Problem: Among the lines of the data, copy those that hold "below".

Record set:

++++++++

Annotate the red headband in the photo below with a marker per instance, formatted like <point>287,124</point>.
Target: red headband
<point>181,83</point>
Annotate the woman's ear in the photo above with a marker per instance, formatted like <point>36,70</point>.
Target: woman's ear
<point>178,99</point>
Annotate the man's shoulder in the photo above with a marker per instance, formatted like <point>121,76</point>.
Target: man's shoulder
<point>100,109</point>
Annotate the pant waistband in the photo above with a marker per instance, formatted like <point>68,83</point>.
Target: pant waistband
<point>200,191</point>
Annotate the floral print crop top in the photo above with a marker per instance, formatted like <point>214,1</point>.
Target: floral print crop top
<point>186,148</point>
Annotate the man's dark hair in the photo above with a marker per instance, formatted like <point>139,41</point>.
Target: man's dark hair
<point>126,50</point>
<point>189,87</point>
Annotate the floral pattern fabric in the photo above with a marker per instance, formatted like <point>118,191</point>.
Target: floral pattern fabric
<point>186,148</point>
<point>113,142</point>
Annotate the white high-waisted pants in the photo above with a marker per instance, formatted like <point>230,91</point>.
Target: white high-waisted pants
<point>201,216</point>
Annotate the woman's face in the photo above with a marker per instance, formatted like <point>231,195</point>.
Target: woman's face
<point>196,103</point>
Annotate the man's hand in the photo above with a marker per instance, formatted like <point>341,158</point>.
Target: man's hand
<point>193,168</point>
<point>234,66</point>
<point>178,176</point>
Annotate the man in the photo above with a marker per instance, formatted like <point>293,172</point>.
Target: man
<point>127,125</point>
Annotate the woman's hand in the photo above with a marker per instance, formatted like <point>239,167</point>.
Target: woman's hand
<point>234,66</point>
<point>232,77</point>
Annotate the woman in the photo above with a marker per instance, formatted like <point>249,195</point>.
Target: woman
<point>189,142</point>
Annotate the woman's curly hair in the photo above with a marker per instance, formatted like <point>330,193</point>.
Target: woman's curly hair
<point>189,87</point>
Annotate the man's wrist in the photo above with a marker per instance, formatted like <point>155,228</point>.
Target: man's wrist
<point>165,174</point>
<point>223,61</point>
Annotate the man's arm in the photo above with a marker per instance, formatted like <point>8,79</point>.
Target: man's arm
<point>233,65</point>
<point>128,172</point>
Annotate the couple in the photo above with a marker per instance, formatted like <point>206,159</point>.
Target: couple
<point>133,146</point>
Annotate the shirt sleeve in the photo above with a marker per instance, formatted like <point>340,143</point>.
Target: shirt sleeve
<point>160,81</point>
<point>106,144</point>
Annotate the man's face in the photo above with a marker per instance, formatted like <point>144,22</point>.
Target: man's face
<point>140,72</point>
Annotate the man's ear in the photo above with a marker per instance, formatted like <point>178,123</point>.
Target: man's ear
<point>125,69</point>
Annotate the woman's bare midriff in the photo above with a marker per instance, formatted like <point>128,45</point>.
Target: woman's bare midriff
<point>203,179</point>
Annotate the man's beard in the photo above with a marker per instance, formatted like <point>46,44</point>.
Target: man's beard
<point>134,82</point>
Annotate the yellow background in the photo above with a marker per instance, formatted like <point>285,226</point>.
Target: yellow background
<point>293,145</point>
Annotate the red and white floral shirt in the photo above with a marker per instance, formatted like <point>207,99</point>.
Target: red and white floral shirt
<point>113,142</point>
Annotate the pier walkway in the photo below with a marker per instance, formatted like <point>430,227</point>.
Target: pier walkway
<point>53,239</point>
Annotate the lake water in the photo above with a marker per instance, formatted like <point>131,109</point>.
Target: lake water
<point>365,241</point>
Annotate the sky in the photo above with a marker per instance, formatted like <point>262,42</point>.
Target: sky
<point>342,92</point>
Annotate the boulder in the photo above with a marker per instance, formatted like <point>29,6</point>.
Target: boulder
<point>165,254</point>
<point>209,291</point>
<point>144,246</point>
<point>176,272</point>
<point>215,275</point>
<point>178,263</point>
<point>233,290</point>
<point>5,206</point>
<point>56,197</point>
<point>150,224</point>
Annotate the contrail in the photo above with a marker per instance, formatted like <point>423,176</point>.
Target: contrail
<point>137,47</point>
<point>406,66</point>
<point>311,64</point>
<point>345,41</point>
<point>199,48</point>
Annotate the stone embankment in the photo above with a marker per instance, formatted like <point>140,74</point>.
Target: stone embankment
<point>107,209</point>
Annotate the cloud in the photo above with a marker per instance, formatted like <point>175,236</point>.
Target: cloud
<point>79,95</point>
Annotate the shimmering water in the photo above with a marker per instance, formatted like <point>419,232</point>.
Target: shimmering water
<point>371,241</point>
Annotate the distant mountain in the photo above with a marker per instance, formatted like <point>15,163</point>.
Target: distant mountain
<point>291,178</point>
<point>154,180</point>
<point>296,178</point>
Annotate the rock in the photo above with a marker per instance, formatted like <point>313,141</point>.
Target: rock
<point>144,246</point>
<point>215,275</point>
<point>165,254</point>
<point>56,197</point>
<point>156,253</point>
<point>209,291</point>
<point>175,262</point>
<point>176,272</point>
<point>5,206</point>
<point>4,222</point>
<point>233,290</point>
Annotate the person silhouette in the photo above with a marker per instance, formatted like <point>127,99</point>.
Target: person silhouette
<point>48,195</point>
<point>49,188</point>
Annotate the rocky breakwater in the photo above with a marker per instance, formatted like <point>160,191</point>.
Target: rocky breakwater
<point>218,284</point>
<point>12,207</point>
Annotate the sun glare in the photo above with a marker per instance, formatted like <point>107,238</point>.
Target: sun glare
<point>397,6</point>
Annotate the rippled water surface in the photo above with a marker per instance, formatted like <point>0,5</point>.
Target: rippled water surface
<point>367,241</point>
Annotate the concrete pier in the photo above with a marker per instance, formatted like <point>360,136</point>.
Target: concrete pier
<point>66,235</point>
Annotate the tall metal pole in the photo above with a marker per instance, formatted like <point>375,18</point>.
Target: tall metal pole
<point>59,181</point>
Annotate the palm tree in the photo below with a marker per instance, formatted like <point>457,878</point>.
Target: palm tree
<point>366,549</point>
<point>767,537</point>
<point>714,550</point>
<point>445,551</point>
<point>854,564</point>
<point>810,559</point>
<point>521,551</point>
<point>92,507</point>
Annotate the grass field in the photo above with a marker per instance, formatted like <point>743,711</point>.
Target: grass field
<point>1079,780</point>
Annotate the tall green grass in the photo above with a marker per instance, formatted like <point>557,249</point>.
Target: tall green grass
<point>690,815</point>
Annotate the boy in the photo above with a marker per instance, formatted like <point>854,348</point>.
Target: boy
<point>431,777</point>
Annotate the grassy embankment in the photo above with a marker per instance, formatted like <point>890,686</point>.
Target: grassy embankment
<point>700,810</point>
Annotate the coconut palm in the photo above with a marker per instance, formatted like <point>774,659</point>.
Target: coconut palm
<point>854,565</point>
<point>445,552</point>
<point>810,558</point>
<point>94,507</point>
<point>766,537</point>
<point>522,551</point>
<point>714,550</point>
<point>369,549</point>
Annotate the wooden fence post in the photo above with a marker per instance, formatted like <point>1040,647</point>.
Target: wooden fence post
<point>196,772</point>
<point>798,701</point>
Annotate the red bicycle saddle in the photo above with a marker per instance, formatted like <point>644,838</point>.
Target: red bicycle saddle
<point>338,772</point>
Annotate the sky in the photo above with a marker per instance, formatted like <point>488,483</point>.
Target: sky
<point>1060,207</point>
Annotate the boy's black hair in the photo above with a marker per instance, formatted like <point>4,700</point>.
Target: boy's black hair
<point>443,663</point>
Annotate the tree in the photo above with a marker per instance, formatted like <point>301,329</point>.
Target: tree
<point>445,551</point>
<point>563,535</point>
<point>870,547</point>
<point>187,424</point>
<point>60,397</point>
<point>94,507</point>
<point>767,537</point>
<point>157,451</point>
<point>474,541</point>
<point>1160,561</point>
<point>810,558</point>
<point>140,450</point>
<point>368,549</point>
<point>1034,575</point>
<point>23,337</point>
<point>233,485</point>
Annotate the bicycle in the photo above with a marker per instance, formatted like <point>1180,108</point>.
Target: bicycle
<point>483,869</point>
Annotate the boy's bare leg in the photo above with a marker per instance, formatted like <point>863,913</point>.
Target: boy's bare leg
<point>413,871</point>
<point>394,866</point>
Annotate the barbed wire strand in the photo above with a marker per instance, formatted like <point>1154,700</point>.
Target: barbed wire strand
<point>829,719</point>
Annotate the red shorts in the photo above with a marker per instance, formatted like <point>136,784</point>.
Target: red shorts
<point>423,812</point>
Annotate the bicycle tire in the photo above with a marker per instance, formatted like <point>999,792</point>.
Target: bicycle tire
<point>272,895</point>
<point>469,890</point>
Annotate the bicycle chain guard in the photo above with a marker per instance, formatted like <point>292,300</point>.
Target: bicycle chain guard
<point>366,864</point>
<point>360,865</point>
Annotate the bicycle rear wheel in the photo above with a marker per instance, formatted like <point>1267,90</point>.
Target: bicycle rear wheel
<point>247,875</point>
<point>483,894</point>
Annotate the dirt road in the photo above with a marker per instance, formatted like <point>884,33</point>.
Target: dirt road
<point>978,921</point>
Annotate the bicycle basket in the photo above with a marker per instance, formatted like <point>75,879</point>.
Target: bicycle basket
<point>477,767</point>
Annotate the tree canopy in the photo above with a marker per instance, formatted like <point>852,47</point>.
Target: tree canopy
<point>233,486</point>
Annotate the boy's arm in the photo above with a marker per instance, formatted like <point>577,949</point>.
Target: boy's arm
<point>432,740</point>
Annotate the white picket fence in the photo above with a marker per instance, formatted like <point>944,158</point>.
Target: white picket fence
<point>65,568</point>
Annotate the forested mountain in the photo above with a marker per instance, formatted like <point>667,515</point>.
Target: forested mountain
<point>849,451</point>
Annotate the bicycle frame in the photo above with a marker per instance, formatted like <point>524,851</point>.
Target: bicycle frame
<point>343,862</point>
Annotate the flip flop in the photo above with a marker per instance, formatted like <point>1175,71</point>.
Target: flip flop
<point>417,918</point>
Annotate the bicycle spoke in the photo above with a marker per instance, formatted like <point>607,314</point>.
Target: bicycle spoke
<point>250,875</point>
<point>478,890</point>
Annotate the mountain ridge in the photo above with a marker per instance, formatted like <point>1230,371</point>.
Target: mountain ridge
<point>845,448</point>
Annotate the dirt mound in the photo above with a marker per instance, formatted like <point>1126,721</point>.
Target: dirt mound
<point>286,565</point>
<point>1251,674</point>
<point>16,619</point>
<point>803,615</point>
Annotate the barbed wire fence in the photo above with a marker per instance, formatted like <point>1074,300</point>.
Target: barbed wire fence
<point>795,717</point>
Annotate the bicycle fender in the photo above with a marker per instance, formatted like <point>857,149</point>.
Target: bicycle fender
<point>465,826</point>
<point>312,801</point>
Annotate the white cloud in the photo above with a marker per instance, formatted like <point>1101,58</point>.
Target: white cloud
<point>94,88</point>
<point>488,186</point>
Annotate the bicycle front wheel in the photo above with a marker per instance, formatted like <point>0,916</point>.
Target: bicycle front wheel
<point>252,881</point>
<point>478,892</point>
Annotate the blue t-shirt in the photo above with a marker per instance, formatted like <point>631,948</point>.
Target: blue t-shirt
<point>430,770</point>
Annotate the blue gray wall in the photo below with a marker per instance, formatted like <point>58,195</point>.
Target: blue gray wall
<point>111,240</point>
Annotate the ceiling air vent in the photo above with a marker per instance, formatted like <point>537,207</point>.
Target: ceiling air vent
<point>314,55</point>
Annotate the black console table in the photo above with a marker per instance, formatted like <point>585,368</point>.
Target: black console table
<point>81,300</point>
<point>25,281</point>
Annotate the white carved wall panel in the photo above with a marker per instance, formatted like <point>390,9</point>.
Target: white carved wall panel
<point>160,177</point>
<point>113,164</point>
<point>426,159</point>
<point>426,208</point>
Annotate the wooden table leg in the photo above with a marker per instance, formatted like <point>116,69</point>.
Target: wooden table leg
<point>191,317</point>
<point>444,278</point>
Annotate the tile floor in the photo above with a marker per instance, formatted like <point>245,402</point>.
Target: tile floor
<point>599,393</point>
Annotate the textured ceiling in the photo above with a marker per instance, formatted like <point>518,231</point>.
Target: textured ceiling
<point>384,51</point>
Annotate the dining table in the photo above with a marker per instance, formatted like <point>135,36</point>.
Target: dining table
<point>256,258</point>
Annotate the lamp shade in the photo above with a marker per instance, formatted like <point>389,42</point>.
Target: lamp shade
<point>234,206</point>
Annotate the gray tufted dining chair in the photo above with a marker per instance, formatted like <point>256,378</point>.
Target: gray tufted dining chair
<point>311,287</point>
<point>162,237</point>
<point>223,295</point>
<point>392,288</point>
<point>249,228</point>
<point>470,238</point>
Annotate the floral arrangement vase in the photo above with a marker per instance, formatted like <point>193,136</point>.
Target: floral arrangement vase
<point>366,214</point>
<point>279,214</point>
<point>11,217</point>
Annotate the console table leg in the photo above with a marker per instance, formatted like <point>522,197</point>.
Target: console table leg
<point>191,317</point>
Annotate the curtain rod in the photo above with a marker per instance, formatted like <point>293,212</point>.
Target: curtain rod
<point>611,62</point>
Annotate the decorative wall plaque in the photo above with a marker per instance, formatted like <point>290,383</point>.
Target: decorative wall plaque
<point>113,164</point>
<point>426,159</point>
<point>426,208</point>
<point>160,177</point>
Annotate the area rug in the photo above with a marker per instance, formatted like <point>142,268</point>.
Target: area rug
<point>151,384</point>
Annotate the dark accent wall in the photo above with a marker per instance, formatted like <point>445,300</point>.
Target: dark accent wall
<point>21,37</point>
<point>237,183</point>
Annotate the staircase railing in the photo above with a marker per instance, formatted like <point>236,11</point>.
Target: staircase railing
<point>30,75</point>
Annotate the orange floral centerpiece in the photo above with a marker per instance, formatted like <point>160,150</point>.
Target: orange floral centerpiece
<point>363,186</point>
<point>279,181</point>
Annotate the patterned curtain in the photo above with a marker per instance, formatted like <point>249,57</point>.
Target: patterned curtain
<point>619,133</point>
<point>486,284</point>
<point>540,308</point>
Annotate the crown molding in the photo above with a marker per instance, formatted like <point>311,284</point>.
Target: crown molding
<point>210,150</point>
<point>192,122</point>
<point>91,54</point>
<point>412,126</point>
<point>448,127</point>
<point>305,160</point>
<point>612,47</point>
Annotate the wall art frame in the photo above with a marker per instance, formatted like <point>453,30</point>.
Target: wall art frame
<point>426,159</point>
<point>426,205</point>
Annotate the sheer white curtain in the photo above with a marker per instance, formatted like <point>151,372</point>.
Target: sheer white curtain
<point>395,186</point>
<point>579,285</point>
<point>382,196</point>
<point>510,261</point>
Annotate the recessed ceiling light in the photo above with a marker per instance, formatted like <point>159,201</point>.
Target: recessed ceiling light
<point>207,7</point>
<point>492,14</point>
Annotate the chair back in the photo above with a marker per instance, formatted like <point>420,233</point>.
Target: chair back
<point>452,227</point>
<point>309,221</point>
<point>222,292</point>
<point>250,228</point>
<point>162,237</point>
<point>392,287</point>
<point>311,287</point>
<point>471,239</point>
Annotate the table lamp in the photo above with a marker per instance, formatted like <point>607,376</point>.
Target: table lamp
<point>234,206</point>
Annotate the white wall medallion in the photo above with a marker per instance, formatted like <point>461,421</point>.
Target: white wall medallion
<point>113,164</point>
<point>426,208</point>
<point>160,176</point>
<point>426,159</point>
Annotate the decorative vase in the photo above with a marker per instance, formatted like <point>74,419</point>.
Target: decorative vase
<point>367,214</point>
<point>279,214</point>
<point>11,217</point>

++++++++

Answer area:
Annotate the red headband in the photo below with a marker per instance, formatted like <point>287,124</point>.
Annotate the pier walkway in the photo below with a marker per instance, formatted like <point>430,227</point>.
Annotate the palm tree in the photo below with a marker per instance, formatted like <point>457,878</point>.
Annotate the blue gray wall in the photo below with a marker per instance, formatted like <point>58,195</point>.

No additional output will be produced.